* **Records provided**
'''

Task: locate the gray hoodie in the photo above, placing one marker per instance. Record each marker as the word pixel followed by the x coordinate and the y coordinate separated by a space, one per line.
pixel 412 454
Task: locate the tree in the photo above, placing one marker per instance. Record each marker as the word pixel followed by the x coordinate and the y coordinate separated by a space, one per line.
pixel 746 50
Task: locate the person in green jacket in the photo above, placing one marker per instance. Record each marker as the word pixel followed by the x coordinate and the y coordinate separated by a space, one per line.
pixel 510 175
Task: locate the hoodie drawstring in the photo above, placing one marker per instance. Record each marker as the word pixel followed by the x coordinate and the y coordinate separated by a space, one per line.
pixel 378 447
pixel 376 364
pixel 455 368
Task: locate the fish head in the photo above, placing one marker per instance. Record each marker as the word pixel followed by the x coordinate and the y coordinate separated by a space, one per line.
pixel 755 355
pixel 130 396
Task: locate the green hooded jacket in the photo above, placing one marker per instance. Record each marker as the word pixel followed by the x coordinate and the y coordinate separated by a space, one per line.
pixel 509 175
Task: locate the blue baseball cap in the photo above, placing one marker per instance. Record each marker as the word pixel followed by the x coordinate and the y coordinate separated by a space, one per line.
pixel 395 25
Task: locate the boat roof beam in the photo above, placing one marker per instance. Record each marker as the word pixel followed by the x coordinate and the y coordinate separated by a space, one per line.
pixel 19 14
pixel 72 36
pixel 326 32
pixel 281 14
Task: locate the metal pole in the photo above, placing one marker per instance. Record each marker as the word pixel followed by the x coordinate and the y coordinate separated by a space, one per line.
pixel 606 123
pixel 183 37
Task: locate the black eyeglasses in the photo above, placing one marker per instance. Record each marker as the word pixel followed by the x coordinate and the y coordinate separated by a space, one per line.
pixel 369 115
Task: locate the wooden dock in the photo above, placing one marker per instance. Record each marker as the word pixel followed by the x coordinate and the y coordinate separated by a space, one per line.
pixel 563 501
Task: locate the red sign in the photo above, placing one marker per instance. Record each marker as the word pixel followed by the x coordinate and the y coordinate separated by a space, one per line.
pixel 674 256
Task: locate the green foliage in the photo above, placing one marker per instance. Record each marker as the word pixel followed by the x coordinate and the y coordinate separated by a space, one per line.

'''

Output the listing above as a numbered list with one line per item, leaving out any blank lines.

* **The output**
1. Task: locate the gray hoodie in the photo above, placing one marker per instance. Record each marker as the word pixel followed by the x coordinate and the y coordinate separated by a space, one per line.
2. pixel 412 454
3. Task: locate the tree in the photo above, placing one marker per instance. Record each marker as the word pixel followed by the x coordinate and the y coordinate separated by a space, one per line.
4. pixel 746 50
5. Task: locate the person in green jacket in the photo above, placing one marker per instance. Record each marker as the word pixel followed by the x coordinate and the y coordinate separated by a space, one per line.
6. pixel 510 175
7. Task: locate the hoodie drawstring in the photo above, placing one marker per instance. Record each marker as the word pixel followed by the x coordinate and the y coordinate separated by a space, one per line.
8. pixel 378 447
9. pixel 376 364
10. pixel 455 368
11. Task: locate the fish head in the photo above, placing one marker per instance. Record each marker as the word pixel followed by the x coordinate and the y coordinate separated by a space, one per line.
12. pixel 755 355
13. pixel 130 396
14. Task: locate the green hooded jacket in the photo above, placing one marker per instance. Record each marker as the word pixel followed by the x coordinate and the y coordinate separated by a space, one per line.
15. pixel 509 175
16. Task: locate the blue baseball cap in the photo above, placing one marker per instance. Record each marker as the word pixel followed by the x coordinate and the y coordinate separated by a space, one per line.
17. pixel 395 25
18. Task: locate the boat roof beam in the photo above, placing one marker per instance. Record each marker as the word pixel followed by the x coordinate and the y coordinate separated by a space, one per line.
19. pixel 19 14
20. pixel 72 36
21. pixel 326 32
22. pixel 281 14
23. Task: locate the metal pole in the photo above, placing one marker per instance. Record each marker as the word pixel followed by the x coordinate and the y coordinate separated by a space, one per line.
24. pixel 606 123
25. pixel 183 37
26. Task: locate the black eyeglasses in the photo above, placing one marker per instance. Record each marker as the word pixel followed by the x coordinate and the y coordinate separated by a space, one per line.
27. pixel 369 115
28. Task: locate the wooden dock in the photo above, placing one marker per instance. Record each marker as the word pixel followed by the x coordinate and the y coordinate separated by a space, one per line.
29. pixel 563 501
30. Task: locate the red sign in the photo above, placing one marker per instance. Record each marker as the word pixel followed by the x coordinate and the y coordinate separated by a space, one per line.
31. pixel 674 256
32. Task: locate the green foliage in the photo above, placing one marker per instance. Record each marker as the word pixel followed by the x coordinate and the y coordinate separated by a space, one per line.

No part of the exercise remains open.